The Court in Rowan held that "The statue allows the addressee unreviewable discretion to decide whether he wishes to receive any further material from a particular sender" and that "A vendor does not have a constitutional right to send unwanted material into someone's home, and a mailer's right to communicate must stop at the mailbox of an unreceptive addressee."

The Court interpreted Congressional intent in crafting the statue as to specifically avoid having the Federal government from acting as censor. "In operative effect the power of the householder under the statute is unlimited; he may prohibit the mailing of a dry goods catalog because he objects to the contents - or indeed the text of the language touting the merchandise. Congress provided this sweeping power not only to protect privacy but to avoid possible constitutional questions that might arise from vesting the power to make any discretionary evaluation of the material in a governmental official."

Rural Versus City Fairness Issue The USPS regulations allow mail to be sent to rural routes with "Simplified Address" formats.(7) Simplified addresses allow general distribution to each boxholder on a rural route and do not require a street address or name. Because the carrier simply puts the same mail piece in every box and does not have to bother keeping track of addresses, delivery costs are reduced for the USPS and the sender. Senders (except for federal government agencies) can not use simplified addressing to send mail to city residents.

Simplified addressing makes it virtually impossible for rural residents to stop bulk mail which is sent to them via simplified address format. No mailing list exists for the rural route resident to request to be removed from. The sender would have to either stop sending mail to the entire rural route, or create a mailing list and then send the mail via a non-simplified address format, which is more costly. Senders strongly resist adopting either of these choices. Despite persistent efforts, the author is sent a weekly average of 1.5 pounds of junk mail via simplified address. Simplified mail delivered in this volume and regularity easily surpasses the de minimis burden determined for a single piece of junk mail in Harris v. Time. Since simplified addressing is prohibited for city addresses, a city resident's address must be on their mail. The same exact pieces of mail which a rural resident is forced to receive a city resident could stop by requesting the sender to simply delete their (city) address from the sender's list.
▬▬▬▬▬▬▬▬▬▬
> **The exercise**
List every passage in the junk mail text that appears inside quotation marks, in the order it appears.

[Dataset excerpt]
▬▬▬▬▬▬▬▬▬▬
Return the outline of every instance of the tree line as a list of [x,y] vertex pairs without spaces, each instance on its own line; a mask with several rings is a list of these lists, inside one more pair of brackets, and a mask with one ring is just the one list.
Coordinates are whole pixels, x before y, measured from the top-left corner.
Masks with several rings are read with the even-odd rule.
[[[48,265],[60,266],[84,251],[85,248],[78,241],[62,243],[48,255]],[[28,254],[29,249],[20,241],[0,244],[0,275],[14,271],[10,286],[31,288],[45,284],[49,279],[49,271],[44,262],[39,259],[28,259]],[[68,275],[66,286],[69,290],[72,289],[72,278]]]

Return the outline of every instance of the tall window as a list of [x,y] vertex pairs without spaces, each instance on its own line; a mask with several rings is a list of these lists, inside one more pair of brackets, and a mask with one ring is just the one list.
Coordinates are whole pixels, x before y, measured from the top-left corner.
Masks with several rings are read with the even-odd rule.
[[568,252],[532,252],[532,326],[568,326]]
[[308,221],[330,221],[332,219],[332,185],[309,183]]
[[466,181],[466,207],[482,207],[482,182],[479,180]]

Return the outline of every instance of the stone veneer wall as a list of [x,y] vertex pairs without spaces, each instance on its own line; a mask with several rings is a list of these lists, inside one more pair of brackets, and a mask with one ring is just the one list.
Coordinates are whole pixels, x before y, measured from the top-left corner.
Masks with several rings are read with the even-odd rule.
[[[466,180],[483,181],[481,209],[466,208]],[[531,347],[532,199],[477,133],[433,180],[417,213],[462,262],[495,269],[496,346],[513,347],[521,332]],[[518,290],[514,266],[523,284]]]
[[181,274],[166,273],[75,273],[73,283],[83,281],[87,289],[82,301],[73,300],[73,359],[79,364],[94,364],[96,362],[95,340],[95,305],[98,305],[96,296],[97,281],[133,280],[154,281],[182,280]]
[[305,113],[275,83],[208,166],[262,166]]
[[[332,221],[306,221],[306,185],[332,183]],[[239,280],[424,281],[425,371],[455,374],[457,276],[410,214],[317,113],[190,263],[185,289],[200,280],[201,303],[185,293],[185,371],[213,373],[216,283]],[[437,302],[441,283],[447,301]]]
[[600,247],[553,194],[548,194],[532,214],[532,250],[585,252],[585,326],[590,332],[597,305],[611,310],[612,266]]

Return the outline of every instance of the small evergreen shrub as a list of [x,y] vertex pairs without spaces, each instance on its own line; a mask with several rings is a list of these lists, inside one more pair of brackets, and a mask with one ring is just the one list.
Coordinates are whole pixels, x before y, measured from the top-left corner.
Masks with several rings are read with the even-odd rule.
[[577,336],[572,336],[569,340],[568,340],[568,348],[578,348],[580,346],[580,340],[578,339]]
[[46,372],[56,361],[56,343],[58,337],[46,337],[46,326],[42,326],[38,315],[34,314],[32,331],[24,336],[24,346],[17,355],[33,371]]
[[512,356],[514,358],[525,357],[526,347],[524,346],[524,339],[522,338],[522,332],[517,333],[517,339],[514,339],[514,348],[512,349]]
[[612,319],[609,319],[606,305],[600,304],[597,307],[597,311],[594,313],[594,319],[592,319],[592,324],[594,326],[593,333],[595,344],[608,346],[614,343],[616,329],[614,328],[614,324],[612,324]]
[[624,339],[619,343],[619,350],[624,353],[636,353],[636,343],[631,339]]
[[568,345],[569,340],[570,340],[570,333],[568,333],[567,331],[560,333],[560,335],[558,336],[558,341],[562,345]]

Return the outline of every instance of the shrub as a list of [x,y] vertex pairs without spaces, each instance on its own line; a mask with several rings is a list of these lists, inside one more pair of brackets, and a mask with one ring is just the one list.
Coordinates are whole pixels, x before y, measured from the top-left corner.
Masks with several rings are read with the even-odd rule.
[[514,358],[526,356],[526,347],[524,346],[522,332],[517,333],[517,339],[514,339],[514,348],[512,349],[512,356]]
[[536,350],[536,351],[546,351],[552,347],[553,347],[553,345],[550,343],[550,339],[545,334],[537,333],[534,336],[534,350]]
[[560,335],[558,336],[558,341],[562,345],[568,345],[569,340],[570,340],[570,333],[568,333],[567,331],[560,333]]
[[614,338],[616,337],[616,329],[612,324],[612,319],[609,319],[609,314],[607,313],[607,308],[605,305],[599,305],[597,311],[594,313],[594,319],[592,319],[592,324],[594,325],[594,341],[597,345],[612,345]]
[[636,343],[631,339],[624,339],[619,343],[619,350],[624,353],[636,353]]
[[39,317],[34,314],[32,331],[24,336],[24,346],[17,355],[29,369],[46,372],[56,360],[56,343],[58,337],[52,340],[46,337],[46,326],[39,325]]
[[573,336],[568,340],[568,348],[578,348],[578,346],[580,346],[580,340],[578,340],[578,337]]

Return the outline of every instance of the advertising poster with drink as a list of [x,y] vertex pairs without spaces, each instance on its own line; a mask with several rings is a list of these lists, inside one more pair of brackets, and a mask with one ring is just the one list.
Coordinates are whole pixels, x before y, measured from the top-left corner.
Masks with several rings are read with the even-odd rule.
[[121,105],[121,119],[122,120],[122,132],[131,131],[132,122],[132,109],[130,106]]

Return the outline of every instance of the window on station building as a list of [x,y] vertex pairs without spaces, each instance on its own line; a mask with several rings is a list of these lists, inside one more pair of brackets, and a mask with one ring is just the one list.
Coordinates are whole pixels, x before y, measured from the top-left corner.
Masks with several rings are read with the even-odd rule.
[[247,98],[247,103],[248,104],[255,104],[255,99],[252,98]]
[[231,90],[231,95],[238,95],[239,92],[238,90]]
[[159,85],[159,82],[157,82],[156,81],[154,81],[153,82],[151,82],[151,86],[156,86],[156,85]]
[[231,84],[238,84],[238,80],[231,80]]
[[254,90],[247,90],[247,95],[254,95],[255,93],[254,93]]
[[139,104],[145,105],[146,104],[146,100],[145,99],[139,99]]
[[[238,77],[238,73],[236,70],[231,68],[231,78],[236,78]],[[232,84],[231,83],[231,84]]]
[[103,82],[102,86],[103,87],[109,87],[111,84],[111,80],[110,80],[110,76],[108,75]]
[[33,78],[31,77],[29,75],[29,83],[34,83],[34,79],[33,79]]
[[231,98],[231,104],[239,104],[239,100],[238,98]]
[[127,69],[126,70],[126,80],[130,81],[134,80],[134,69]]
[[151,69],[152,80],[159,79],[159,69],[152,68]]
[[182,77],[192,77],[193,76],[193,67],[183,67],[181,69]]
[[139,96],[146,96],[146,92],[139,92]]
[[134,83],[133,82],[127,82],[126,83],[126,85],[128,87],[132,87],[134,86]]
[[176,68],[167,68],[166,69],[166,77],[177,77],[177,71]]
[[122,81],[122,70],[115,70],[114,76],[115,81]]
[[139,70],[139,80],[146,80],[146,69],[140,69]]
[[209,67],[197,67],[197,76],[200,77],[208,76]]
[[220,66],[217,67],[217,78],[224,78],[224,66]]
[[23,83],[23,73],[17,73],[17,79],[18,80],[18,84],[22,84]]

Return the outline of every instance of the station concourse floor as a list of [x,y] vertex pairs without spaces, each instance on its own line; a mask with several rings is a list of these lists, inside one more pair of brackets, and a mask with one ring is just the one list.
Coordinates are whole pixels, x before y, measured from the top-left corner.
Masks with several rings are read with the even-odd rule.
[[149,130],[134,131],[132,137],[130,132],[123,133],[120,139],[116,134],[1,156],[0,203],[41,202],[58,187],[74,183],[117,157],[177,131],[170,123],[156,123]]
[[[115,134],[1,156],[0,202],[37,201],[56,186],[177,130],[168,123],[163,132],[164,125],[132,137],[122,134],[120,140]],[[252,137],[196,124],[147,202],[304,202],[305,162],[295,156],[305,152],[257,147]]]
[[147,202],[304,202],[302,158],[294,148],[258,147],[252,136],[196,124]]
▬▬▬▬▬▬▬▬▬▬
> **Reply**
1. "The statue allows the addressee unreviewable discretion to decide whether he wishes to receive any further material from a particular sender"
2. "A vendor does not have a constitutional right to send unwanted material into someone's home, and a mailer's right to communicate must stop at the mailbox of an unreceptive addressee."
3. "In operative effect the power of the householder under the statute is unlimited; he may prohibit the mailing of a dry goods catalog because he objects to the contents - or indeed the text of the language touting the merchandise. Congress provided this sweeping power not only to protect privacy but to avoid possible constitutional questions that might arise from vesting the power to make any discretionary evaluation of the material in a governmental official."
4. "Simplified Address"